GIVEN TEXT:
Immediate Effects of Plantar Vibration on Fall Risk and Postural Stability in Stroke Patients: A Randomized Controlled Trial

Abstract

Background

Local vibration can improve balance problems of individuals with stroke when applied to the plantar region.

Aims

This study aimed to determine the immediate effect of local vibration applied to the plantar region on fall risk and postural stability in patients with stroke.

Study Design

Randomized controlled study.

Methods

30 patients (23 male,7 female) with stroke were randomized to either vibration (n = 15; 58.47 ± 8.23 years) or control (n = 15; 58.27 ± 9.50 years) groups. Before and after the intervention, the patients were evaluated using a Biodex Balance System. Local vibration was applied to the plantar region of two feet in the supine position using a vibration device for a total of 15 min to the individuals in the vibration group. While the patients in the placebo group were in the supine position, the device was brought into contact and no vibration was applied to the plantar region of two feet for 15 min.

Results

While significant improvements were observed in the postural stability and fall risk of the vibration group (p < 0.05), no significant change was observed in the placebo group (p > 0.05). Furthermore, significant improvements occurred in the SD values of the postural stability expressing postural oscillation in the vibration group (p < 0.05).

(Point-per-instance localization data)

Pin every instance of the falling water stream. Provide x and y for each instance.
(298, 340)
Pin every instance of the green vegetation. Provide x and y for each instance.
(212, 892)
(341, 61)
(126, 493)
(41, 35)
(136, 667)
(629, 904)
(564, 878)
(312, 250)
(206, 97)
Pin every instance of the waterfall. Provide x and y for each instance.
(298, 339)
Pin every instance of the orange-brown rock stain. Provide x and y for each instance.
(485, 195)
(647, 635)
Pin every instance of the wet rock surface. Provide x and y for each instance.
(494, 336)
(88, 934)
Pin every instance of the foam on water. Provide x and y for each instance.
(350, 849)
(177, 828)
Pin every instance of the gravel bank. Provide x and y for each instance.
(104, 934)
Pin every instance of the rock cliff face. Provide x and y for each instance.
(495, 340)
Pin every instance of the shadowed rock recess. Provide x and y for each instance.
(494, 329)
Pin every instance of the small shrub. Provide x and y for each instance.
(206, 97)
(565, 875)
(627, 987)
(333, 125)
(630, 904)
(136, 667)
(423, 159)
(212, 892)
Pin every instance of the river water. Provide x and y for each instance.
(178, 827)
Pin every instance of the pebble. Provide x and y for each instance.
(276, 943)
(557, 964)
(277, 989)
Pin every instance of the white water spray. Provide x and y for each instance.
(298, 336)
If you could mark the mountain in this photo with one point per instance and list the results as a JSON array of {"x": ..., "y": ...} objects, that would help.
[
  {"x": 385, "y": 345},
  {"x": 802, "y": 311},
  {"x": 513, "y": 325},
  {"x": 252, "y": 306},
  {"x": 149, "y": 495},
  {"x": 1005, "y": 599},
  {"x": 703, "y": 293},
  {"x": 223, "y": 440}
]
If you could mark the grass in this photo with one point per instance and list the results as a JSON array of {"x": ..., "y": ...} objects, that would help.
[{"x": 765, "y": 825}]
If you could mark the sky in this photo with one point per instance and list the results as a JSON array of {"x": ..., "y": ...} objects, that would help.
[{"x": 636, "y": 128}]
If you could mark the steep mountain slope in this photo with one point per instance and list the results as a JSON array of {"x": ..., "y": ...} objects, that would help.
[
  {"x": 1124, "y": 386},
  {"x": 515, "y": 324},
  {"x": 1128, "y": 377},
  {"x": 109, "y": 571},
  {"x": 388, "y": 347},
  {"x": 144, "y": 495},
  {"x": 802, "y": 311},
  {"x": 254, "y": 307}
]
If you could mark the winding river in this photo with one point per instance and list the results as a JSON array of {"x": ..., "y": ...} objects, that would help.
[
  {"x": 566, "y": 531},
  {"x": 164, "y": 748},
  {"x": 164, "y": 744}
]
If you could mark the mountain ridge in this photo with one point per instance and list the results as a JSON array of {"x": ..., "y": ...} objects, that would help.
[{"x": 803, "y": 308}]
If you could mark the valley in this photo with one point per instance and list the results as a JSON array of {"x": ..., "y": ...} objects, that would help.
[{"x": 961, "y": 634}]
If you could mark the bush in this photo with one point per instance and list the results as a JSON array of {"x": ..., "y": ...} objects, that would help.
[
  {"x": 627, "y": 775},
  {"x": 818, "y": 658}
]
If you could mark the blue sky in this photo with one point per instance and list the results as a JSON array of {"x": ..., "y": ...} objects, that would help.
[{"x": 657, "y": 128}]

PROMPT: Copy the passage of the abstract on plantar vibration in stroke patients that starts with "Local vibration can" and goes on through "patients with stroke.".

FINISHED EXERCISE:
Local vibration can improve balance problems of individuals with stroke when applied to the plantar region.

Aims

This study aimed to determine the immediate effect of local vibration applied to the plantar region on fall risk and postural stability in patients with stroke.